気胸とは、胸腔(きょうくう)内で空気が肺を圧迫し、肺が縮んだ状態をいいます。多くは自然気胸で胸膜(肺を包んでいる薄い膜)直下にできた嚢胞(のうほう)(風船のように変化したもの)が破裂し、肺内の空気が胸腔内にもれることで起こります。突然発症し、せき・胸痛・頻脈・呼吸困難などの症状を訴えることが多く、背が高くやせ型で10〜20代の若い男性に多く見られます。もちろん、背の低い人や太った人にも起こりうる病気です。
嚢胞が破れる原因は解明されておらず、それゆえ自然気胸と称されています。発生頻度が夏よりも冬に多いことから気圧が原因とするものや、成長期の骨の急成長に肺の成長が間に合わず肺が引き伸ばされたのが原因とする説がありますが、確証は得られておりません。それに対し、高齢者の気胸の場合は肺気腫・結核・肺がんなどの基礎疾患に伴う続発性気胸が多く見られます。

提供情報:

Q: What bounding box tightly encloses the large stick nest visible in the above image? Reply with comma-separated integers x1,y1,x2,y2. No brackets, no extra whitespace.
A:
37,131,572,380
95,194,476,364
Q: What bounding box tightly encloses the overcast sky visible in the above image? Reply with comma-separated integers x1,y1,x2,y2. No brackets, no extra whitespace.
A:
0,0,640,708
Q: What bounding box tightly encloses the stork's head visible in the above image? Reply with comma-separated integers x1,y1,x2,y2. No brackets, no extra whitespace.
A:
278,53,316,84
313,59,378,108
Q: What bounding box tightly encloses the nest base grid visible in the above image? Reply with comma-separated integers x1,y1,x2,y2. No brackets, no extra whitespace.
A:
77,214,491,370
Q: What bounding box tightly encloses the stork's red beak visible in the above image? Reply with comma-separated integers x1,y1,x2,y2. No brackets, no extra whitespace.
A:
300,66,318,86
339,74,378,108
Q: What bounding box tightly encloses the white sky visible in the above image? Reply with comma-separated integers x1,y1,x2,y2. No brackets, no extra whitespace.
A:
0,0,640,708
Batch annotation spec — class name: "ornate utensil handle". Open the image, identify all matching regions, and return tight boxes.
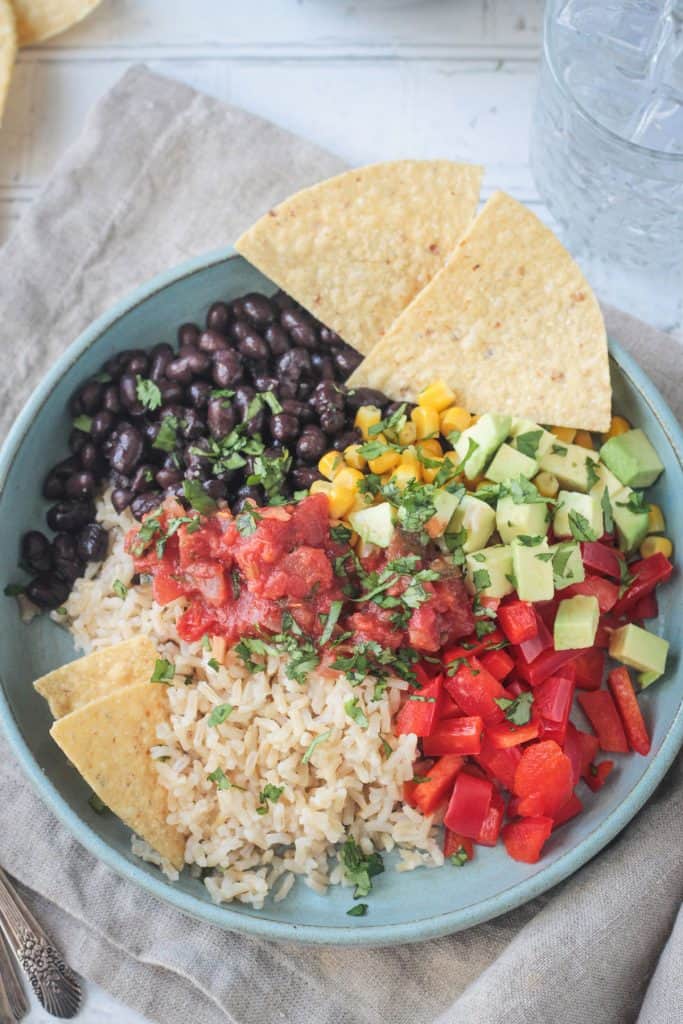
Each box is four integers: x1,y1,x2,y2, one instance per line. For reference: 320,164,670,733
0,868,81,1019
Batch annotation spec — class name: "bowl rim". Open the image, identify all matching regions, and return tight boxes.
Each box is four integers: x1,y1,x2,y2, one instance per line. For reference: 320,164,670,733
0,246,683,946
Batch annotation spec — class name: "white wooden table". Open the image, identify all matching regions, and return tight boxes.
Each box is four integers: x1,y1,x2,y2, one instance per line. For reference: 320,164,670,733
0,0,667,1024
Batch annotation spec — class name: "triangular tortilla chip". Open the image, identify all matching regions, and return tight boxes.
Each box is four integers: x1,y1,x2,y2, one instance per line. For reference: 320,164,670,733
50,683,185,869
237,160,482,354
33,636,158,718
12,0,100,46
0,0,16,124
347,193,611,431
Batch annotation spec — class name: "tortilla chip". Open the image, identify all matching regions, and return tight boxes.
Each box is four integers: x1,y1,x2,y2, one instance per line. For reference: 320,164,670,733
237,160,482,354
347,193,611,431
34,636,159,718
0,0,16,124
12,0,99,46
50,683,185,869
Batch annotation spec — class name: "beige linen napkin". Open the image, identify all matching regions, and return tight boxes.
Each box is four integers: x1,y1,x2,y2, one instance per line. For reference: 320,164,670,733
0,68,683,1024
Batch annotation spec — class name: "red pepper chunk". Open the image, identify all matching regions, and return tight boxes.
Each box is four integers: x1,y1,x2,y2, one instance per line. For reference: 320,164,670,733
607,668,650,757
443,772,494,840
578,690,629,754
503,815,553,864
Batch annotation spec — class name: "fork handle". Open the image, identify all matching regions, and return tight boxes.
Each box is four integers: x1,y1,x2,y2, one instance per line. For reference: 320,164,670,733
0,868,81,1019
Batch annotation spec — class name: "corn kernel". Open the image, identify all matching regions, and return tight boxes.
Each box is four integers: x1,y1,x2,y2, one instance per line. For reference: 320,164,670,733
647,505,667,534
640,537,674,558
533,470,560,498
550,427,577,444
439,406,472,437
353,406,382,440
602,416,631,441
368,451,400,473
328,481,355,519
398,420,418,445
418,379,456,413
573,430,595,452
411,406,438,440
317,452,344,480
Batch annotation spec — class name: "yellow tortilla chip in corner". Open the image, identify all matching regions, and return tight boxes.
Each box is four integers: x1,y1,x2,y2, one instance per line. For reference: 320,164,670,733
50,683,185,870
346,193,611,431
236,160,482,354
33,636,158,718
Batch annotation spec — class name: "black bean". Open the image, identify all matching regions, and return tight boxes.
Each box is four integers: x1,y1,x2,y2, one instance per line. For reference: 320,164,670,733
26,572,70,608
110,423,143,474
178,324,201,345
77,522,109,562
65,470,97,498
22,529,52,572
206,302,230,334
296,426,328,462
46,501,94,534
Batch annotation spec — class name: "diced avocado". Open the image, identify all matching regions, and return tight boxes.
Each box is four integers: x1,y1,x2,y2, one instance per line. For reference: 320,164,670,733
510,420,557,459
550,541,586,590
348,502,395,548
609,487,649,552
609,623,669,676
496,495,548,544
465,544,515,597
425,490,461,539
510,537,555,601
447,495,496,554
600,429,664,487
553,490,604,541
456,413,512,480
486,444,539,483
553,594,600,650
539,446,599,494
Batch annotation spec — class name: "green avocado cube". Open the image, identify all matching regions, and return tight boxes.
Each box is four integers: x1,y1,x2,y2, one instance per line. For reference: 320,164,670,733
510,537,555,601
446,495,496,555
465,544,515,597
539,438,599,494
456,413,512,480
549,541,586,590
486,444,539,483
600,428,664,487
609,623,669,682
496,495,548,544
553,490,604,541
609,487,649,552
553,594,600,650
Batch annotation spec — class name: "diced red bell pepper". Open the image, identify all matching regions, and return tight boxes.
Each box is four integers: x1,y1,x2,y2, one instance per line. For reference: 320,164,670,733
414,754,465,814
443,828,474,860
578,690,629,754
572,647,606,690
443,772,494,840
498,601,538,643
607,668,650,756
394,676,442,736
562,575,618,614
553,793,584,828
474,733,521,790
443,657,507,724
486,718,541,751
479,650,515,682
613,552,674,615
514,739,573,817
503,815,553,864
581,541,624,580
422,715,483,758
476,786,505,846
584,761,614,793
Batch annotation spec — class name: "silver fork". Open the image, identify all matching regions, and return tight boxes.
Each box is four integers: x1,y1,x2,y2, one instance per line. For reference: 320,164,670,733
0,868,81,1019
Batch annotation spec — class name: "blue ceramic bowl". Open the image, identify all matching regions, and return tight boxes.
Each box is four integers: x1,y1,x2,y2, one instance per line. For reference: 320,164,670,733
0,249,683,945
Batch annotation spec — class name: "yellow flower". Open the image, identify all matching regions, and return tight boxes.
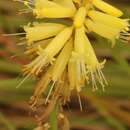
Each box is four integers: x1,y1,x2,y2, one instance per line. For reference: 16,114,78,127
15,0,130,104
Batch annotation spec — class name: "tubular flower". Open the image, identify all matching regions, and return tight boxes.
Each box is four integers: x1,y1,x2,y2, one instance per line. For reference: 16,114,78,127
16,0,130,114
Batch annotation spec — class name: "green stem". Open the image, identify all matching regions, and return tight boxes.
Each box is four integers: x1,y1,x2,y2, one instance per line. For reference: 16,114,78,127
50,105,59,130
0,113,16,130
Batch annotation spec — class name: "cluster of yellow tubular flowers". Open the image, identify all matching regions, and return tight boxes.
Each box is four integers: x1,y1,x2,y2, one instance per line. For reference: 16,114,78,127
16,0,130,105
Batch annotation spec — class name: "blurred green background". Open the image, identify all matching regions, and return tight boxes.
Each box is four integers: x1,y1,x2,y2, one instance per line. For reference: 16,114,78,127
0,0,130,130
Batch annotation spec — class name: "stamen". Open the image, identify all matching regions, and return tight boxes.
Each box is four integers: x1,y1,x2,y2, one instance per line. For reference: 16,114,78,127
77,92,83,111
45,82,56,104
16,75,30,88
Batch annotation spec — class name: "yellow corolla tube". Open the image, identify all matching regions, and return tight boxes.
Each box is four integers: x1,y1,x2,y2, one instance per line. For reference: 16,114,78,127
68,26,88,92
68,52,85,92
84,31,107,91
74,7,86,28
52,39,73,82
24,23,65,45
23,27,73,75
92,0,123,17
33,7,75,18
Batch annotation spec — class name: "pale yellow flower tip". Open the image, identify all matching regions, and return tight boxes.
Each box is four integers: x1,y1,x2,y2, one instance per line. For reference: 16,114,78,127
88,10,129,30
24,23,65,45
52,39,73,82
54,0,76,11
35,0,61,9
33,7,75,18
85,19,121,41
74,7,86,28
93,0,123,17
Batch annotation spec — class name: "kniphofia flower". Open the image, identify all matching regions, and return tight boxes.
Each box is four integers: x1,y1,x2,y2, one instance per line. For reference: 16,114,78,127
14,0,130,111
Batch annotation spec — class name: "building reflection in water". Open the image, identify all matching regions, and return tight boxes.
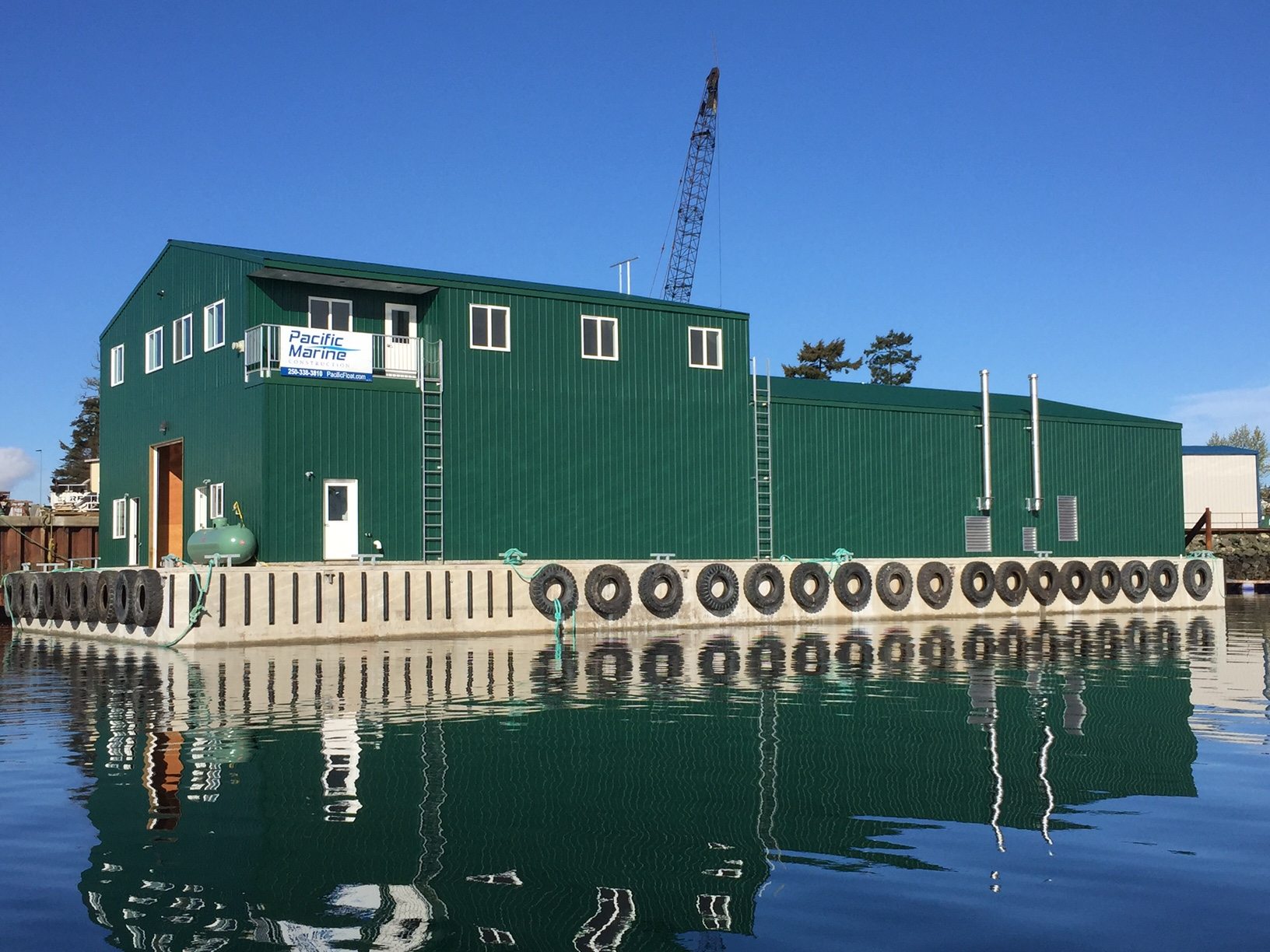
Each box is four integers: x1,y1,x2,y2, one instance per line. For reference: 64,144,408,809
4,614,1270,950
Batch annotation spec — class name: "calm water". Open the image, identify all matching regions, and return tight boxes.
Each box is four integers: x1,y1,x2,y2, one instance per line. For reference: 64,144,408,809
0,607,1270,952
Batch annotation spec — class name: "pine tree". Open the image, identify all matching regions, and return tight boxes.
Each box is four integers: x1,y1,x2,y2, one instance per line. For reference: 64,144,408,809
781,338,860,380
50,377,100,486
864,330,922,386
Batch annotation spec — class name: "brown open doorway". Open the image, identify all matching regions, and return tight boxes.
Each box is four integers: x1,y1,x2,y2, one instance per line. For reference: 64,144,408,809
150,439,185,565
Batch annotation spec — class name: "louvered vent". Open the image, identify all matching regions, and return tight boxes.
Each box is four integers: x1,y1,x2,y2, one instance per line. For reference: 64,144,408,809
1058,496,1081,542
965,516,992,552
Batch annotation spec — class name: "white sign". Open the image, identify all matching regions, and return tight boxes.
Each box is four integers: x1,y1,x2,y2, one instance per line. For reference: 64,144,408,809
278,327,372,381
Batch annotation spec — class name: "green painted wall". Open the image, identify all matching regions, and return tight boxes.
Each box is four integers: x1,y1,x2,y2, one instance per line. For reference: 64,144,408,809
772,381,1182,558
99,245,265,565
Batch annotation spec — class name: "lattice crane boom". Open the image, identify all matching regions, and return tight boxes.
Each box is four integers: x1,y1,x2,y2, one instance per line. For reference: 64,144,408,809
661,66,719,302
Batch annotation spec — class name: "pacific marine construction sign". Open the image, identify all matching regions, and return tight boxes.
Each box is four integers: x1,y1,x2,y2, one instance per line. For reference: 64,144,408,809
278,327,371,381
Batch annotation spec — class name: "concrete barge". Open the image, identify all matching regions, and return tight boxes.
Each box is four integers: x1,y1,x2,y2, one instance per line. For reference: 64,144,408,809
5,558,1224,646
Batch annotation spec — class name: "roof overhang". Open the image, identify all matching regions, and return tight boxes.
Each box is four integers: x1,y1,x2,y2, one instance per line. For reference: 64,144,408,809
247,267,437,295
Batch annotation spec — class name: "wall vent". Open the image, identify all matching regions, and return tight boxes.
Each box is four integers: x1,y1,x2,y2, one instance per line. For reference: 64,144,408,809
965,516,992,552
1058,496,1081,542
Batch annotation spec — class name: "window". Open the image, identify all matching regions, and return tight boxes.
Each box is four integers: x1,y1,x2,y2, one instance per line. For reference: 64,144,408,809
581,313,617,360
309,297,353,330
689,327,723,371
146,327,163,373
203,301,225,350
171,313,195,363
471,305,512,350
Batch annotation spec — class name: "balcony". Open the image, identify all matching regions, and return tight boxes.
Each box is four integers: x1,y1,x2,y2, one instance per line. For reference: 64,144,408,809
243,324,440,384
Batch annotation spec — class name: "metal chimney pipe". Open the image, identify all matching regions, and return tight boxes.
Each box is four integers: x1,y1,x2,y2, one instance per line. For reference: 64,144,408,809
979,371,992,513
1027,373,1040,513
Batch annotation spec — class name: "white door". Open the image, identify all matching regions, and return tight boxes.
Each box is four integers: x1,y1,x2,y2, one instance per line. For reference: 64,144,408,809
128,496,141,565
384,305,419,377
321,480,357,558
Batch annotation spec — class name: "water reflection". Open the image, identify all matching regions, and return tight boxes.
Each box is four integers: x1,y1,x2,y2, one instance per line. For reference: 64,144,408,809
4,613,1270,950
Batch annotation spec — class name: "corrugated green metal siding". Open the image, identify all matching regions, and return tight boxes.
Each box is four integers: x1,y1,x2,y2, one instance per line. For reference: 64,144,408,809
428,288,754,558
99,247,263,565
772,398,1181,557
254,377,423,561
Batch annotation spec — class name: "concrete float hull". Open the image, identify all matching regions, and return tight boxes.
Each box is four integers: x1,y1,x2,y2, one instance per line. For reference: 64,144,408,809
5,557,1224,647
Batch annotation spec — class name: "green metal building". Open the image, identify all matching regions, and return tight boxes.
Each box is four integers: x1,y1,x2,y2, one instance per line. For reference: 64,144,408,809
100,241,1181,565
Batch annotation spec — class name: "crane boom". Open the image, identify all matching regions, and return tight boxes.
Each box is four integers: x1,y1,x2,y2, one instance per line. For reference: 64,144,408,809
661,66,719,303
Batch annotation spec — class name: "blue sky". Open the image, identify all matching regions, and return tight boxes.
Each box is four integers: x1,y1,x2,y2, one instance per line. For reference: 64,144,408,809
0,0,1270,496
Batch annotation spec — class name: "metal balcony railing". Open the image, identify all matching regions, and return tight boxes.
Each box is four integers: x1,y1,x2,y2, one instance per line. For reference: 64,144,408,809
243,324,438,381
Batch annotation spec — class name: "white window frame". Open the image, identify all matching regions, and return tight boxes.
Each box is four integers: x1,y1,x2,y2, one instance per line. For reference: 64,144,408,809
146,325,163,373
305,295,353,333
689,326,723,371
203,297,225,354
579,313,621,360
171,311,195,363
468,303,512,352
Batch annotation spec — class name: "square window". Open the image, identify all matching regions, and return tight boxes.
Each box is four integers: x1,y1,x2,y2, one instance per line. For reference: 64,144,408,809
468,305,512,350
581,313,617,360
309,297,353,330
171,313,195,363
689,327,723,371
146,327,163,373
203,301,225,350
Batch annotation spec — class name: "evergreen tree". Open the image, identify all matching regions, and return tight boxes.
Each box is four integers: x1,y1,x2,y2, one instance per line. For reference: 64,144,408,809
864,330,922,386
781,338,860,380
50,377,100,485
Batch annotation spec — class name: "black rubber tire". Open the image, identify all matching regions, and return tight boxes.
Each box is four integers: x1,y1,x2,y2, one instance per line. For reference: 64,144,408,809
697,562,740,618
917,562,952,608
1027,558,1059,605
1182,558,1213,602
80,571,102,625
874,562,913,612
1151,558,1180,602
794,635,830,677
639,639,683,684
1120,558,1151,605
586,562,631,622
833,562,872,612
93,569,119,625
530,562,578,621
742,562,785,614
1058,558,1093,605
1089,558,1120,605
71,572,96,622
132,569,163,628
746,635,785,687
961,560,997,608
790,562,830,614
639,562,683,618
36,572,56,622
697,639,740,684
111,569,137,625
992,558,1027,608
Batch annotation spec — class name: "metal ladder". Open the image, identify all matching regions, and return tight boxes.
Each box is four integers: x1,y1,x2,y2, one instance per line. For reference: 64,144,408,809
749,357,772,558
419,340,446,562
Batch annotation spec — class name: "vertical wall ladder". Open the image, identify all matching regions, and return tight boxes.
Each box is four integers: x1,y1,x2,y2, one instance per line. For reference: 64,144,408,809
419,340,446,562
749,357,772,558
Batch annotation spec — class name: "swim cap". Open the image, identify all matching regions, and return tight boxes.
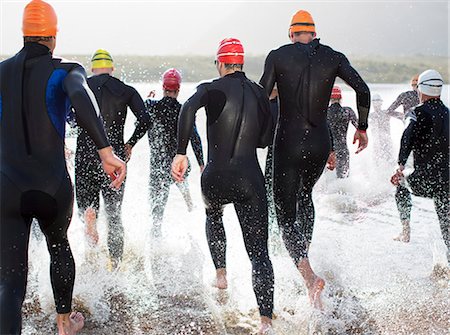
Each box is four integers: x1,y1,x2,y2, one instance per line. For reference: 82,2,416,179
418,70,444,97
372,93,383,102
217,38,244,64
22,0,58,37
91,49,114,69
331,86,342,100
289,10,316,35
162,69,181,91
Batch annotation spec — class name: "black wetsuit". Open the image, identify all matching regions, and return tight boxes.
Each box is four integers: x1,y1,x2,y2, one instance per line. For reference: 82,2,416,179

課題の目的: 気胸についての抜粋のうち、「嚢胞が破れる原因は解明されて」から「続発性気胸が多く見られます。」まで（この語句も含む）を、「気圧」を「気温」に置き換えて書き直してください。

解答欄:
嚢胞が破れる原因は解明されておらず、それゆえ自然気胸と称されています。発生頻度が夏よりも冬に多いことから気温が原因とするものや、成長期の骨の急成長に肺の成長が間に合わず肺が引き伸ばされたのが原因とする説がありますが、確証は得られておりません。それに対し、高齢者の気胸の場合は肺気腫・結核・肺がんなどの基礎疾患に伴う続発性気胸が多く見られます。